» Task material
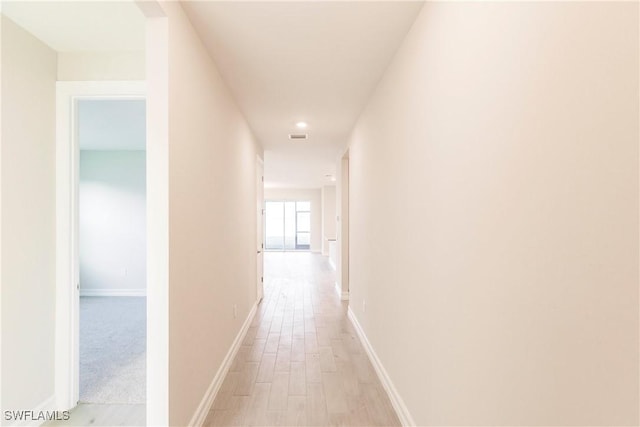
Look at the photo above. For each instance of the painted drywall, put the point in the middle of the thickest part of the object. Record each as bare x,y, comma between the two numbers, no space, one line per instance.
212,218
314,196
79,66
328,216
498,252
28,219
112,220
342,230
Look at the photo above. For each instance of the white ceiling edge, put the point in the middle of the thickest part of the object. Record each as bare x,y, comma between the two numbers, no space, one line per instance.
81,26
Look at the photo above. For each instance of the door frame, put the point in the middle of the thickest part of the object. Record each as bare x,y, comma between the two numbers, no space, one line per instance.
67,254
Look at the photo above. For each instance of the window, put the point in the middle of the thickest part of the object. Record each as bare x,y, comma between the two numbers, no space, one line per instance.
287,225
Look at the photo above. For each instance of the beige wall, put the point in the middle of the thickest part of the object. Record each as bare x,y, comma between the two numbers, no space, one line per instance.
212,222
28,219
342,226
79,66
311,194
494,215
328,216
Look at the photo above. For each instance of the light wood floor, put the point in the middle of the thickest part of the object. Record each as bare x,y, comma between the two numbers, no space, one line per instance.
301,362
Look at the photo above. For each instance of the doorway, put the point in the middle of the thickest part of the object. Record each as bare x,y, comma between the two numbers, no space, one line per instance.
287,225
111,137
101,247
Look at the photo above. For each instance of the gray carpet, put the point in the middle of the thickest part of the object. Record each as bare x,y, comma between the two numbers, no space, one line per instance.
113,349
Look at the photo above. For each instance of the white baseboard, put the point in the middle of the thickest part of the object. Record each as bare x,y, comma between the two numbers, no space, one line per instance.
200,415
47,406
344,296
113,292
398,404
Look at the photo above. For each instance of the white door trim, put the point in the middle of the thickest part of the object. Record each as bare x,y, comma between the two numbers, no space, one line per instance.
67,261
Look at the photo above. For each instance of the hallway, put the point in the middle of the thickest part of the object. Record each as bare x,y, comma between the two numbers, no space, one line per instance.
301,362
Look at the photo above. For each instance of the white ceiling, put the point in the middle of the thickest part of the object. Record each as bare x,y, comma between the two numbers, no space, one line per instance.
77,26
111,124
312,61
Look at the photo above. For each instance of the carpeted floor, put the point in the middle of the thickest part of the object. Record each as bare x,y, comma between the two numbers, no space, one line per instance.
113,349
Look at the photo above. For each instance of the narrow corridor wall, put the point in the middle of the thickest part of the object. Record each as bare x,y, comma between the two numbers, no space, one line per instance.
494,215
28,219
212,218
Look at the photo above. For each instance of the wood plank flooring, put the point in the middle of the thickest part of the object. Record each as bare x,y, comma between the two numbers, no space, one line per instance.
301,363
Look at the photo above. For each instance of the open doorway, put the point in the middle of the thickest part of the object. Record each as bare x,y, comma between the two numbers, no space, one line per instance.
112,251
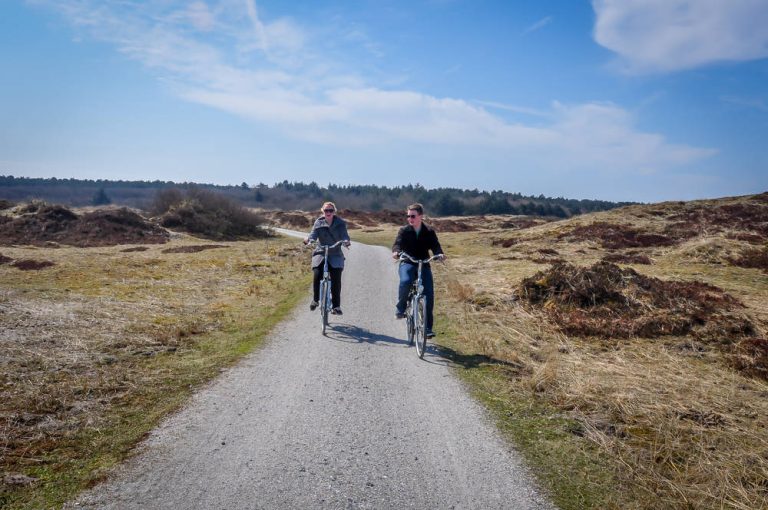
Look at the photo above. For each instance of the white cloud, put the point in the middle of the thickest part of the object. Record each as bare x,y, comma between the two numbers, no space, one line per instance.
262,82
671,35
537,26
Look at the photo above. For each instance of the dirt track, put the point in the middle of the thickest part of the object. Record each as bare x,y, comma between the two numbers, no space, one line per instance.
351,420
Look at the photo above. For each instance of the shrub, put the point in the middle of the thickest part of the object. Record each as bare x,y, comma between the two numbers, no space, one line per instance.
208,214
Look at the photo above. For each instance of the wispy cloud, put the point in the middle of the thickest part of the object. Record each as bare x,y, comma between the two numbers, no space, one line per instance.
224,55
747,102
513,108
537,26
672,35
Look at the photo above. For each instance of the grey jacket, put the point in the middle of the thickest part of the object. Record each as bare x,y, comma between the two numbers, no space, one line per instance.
329,234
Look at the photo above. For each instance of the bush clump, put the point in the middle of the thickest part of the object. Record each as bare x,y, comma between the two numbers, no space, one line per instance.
614,237
38,224
752,258
607,301
207,214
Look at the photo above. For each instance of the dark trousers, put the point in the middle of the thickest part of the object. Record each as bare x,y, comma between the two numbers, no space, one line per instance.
408,274
335,284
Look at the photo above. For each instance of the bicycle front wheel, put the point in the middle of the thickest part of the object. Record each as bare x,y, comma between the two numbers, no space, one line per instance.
421,326
409,324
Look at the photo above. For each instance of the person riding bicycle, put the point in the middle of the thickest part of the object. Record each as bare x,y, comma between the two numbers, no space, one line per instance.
327,230
416,239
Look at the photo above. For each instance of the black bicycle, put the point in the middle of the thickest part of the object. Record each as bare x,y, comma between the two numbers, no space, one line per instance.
416,307
326,303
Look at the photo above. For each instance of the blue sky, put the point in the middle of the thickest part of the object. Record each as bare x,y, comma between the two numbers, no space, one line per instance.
641,100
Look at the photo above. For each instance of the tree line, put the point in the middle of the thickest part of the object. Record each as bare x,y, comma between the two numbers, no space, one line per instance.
288,195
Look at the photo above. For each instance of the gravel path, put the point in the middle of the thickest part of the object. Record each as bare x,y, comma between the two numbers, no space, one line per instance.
351,420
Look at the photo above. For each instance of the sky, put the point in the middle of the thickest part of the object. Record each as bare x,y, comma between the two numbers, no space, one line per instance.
622,100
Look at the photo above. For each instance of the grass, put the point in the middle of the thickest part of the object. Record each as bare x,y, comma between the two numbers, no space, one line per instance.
624,423
105,343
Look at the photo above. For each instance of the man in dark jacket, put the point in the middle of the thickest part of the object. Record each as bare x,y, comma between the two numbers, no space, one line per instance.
416,239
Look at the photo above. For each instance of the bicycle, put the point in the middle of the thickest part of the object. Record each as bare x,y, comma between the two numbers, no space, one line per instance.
416,307
326,303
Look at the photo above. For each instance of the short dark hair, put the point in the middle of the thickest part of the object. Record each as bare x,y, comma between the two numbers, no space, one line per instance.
416,207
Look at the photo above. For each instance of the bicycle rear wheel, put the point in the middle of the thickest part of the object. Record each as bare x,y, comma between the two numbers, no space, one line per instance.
324,303
409,329
421,326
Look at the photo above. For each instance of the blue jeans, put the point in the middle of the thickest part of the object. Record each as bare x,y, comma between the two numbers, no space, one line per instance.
408,274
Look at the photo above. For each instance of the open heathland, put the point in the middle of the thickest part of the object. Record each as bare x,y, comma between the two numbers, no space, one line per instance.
100,342
624,352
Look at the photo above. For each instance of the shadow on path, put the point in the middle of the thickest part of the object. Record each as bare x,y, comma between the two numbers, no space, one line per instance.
349,333
454,358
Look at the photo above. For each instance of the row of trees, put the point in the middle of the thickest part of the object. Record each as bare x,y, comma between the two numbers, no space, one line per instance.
298,195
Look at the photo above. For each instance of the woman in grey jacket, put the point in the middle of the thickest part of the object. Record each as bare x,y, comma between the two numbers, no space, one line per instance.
327,230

» Exercise details
Restate each of the entries above word for word and skip every image.

» Task result
Look at the photo above. For each instance of the painted drywall, put the point in the middle of the thickest part of the object. Record each as bare x,y, comma between the two numbers, no space, one line per instance.
212,218
314,196
79,66
328,216
498,252
28,219
112,220
342,230
Look at the photo above. For each instance of the white ceiling edge, put the point in the middle of the thickest part of the object. Record each as bare x,y, comma between the two numbers, no space, one line per instance.
81,26
Look at the photo above. For each instance of the door frame, put the point in the middle of the thickest part of the object. Record each as bare x,y, comma between the two numbers, no space, one line per instance.
67,254
Look at the photo above. For each instance of the window, put the point in the middle of the thickest part of the object. Record each as bare x,y, comma between the two numbers, no space, one line per instance.
287,225
Look at the photo above. For each instance of the beige wall, put the point in the middle of the thickest part of the object. Record each as bare x,y, comma between the two numbers, no space, one line per instance.
212,222
28,219
342,226
79,66
311,194
494,215
328,216
Look at the photo above. For each instance of the light wood floor, put the point in the middle of the thickest part of the object. Record each as bare x,y, comma between the two numbers, no space, one line per instance.
301,362
Look at the photo above. For each instance of the doorway, put the point in the middle of the thickest part of the object. Record each as bare x,y, comma between the two numbers, no space, one line per instance.
287,225
111,137
101,247
Look at the photo above. For each instance of the gray carpet, put the point in the middle of the thickest part of the object. Record each as bare x,y, comma between the two numbers, no space, one line per instance.
113,349
Look at the photo above. For each instance of the white baseboard, put the point in the middle of the thickest part of the object. Record each as bare x,y, comma between the two numbers, no space, one line per instance.
200,415
47,406
344,296
113,292
398,404
Look at the photo above. For each instance of the white door trim, put the point in the middle of the thickest part of the object. Record each as bare x,y, comma between the two numbers, no space, one line per instance.
67,261
Look at the photo above. For each instance of the hallway, put the point in the middle of the thickest part of the object. Record each as bare x,y, comma between the two numbers, no space, one line per instance.
301,362
Look at the photo above. For each instance of the white ceiling, put the point in the middle of the thickest part of the object. Record each as bare x,y, comma between the two numbers, no space, one line per instance.
77,26
111,124
312,61
Look at the photo above. For each instance of the carpeted floor, put the point in the middle of the thickest part of the object. Record each as bare x,y, comma between the two numbers, no space, one line per instance.
113,349
Look at the photo above. For each instance of the narrow corridor wall, put the point in the middle of the thickest part of the object. Record each as bare x,y, comma between the two numbers, no space, one line per instance.
494,215
28,219
212,218
Look at the photo above. For each instance of the wood plank flooring, put the point in the middle of the thickest part of the object. Record each as bare x,y, comma between the two numbers, no space, one line per instance.
301,363
Look at the photo above. For each instance of the open doorway, put the point in the middle of the thickest part of the object. Record each as bare x,y, comma between the two numbers, no space, one line per instance.
112,251
Look at the photo above. For each instance of the white cloud, put the point in the middle of the thickest part of the object. Record each as bare x,y, comma between the two numbers, no space, one line per instance.
262,82
671,35
537,26
Look at the photo above. For each instance of the dirt track, put the point in the middle of the thickest part of the object. Record each as bare x,y, comma between the two numbers, no space, one line per instance.
351,420
Look at the photo above. For each instance of the shrub, put the point in the middle of the thickest part of the object. Record each as bare x,y, comma between the two numbers, no space, one line per instance.
208,214
Look at the photo above. For each instance of the wispy cloud, put the point in the middle of the thickest part of the object. Record each as bare x,y, comma between the two numbers, no space, one line per instance.
224,55
747,102
513,108
537,26
672,35
Look at the photo above. For each instance of the grey jacket, put the point in the middle of the thickest part of the object. Record each as bare x,y, comma between the two numbers, no space, one line per instance.
329,234
Look at the photo above. For each instance of the bush clump, put the point in the middle of the thickest part of the object. Record each as bare x,y, comma between the two numbers, no space, one line per instance.
614,237
38,224
752,258
607,301
207,214
Look at the photo above. For each instance of the dark trousers, put the point in the middle of the thickest part of the object. Record each as bare x,y, comma between the two numbers, no space, one line per instance.
408,274
335,284
Look at the photo above. For each instance of the bicycle front wheel, put the point in the middle of the thickest part of the object. Record each as bare x,y, comma between the two numbers, no space, one line per instance.
421,326
409,324
Look at the photo above. For each instance of the person riding bicycle, put the point in the middle of the thickest part of the object. Record each as bare x,y, comma between the two numbers, no space, one line per instance.
327,230
416,239
Look at the photo above. For each instance of the black bicycle, put the point in the middle of the thickest part of the object. Record each as bare x,y, comma between the two numbers, no space, one line per instance.
416,307
326,303
Look at the photo above. For each instance of the blue sky, put the point in the middle of the thickest part of the object. Record each as bare x,y, comma between the two numbers, no space, one line per instance.
641,100
Look at the photo above. For each instance of the tree line, put the point in the middle of the thickest part of the object. Record each as bare x,y, comma between the two numbers, no space, one line per instance.
288,195
Look at the photo above. For each instance of the gravel path, put the point in the middle of the thickest part of the object. Record each as bare x,y, comma between the two numbers, no space, one line per instance.
351,420
Look at the photo above. For each instance of the sky, put the point in the middle of the thickest part of the object. Record each as bare x,y, comma between the two numbers, no space, one line per instance.
622,100
Look at the photo above. For each instance of the grass, put the point in the middle of the thickest part of the object. Record each as bare x,y, comma between the two numbers, no space, one line per instance.
624,423
105,343
Look at the photo above. For each instance of the man in dark jacket, put the point in the middle of the thickest part of the object. Record each as bare x,y, comma between the two numbers, no space, one line per instance.
416,239
Look at the photo above. For each instance of the bicycle, put the point in the middle of the thickest part of the object. Record each as bare x,y, comma between the two numbers, no space, one line per instance.
416,307
326,303
Look at the photo above. For each instance of the short dark hair, put the point in the middle of the thickest part of the object. Record each as bare x,y, comma between the two numbers, no space, one line per instance.
416,207
Look at the photo above. For each instance of the bicycle rear wheel, put the point in the middle of the thickest part of the object. Record each as bare x,y, comma between the two numbers, no space, one line per instance.
324,303
409,329
421,326
Look at the photo above. For each instance of the blue jeans, put the point in the middle of the thickest part of the object. Record each as bare x,y, comma between the two numbers, no space, one line per instance.
408,274
Look at the photo above. For each instance of the open heathland, put the point in the middle of the thickest part of the object. Record each as bare x,y, comma between the two numbers, no space, one line per instance.
100,342
624,352
Look at the photo above. For each instance of the shadow on path, put the point in the middle of the thickest part of the object. Record each as bare x,y, comma between the two numbers, no space, one line per instance.
349,333
454,358
Look at the photo above. For each instance of the row of trees, put the point in the middle of the thickest part of the object. Record each as bare x,y, comma between the two numbers, no space, one line per instance.
298,195
Look at the photo above. For each instance of the woman in grey jacket, put the point in the middle of the thickest part of the object. Record each as bare x,y, comma between the two numbers, no space, one line per instance.
327,230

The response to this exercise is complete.